# Track and roadbed



## jjwtrainman (Mar 11, 2011)

Okay well I am back again finally after not having access to the internet for so long. In my absence some things happened that changed my plan for a garden railroad, As some may remember, but it was a while ago, I was planning a very small garden railroad for the side yard of my house. Well, I moved again, but more possibilities opened up. Also I am going to be in that spot for a few years, so it is time for a more permanent railroad. I have a larger area that I picked out in a overgrown garden for the railroad. It is about 14 X 16 feet in a hexagonal shape with a very small pond in the middle, the pond is only about 3 X 4 feet and is one of those pre-formed ponds. my locomotives are all 0-4-0's and I have only two axle LGB cars so here is are the questions:

1. Should I use PIKO track? 
2. Should I use 6' diameter curves? I am told that that is what I should do, but my trains are quite short. Also, I don't believe in the largest curve possible theory, if I did that, I would have a circle.

SOURCE MATERIAL →
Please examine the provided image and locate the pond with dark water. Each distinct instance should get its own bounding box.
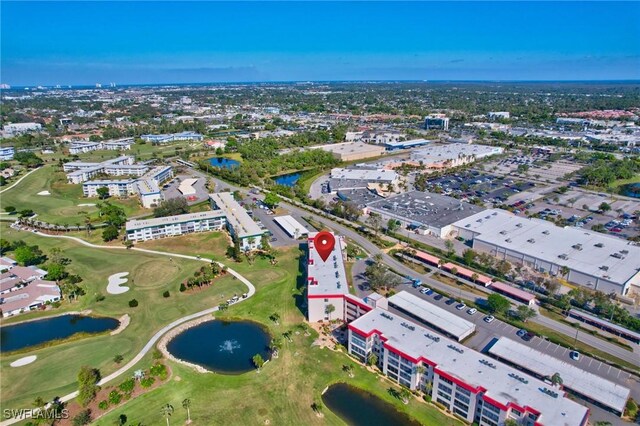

TASK → Can you copy, word for word, the part of the track and roadbed thread above between "1. Should I" and "have a circle.", inclusive?

CORRECT OUTPUT →
1. Should I use PIKO track? 
2. Should I use 6' diameter curves? I am told that that is what I should do, but my trains are quite short. Also, I don't believe in the largest curve possible theory, if I did that, I would have a circle.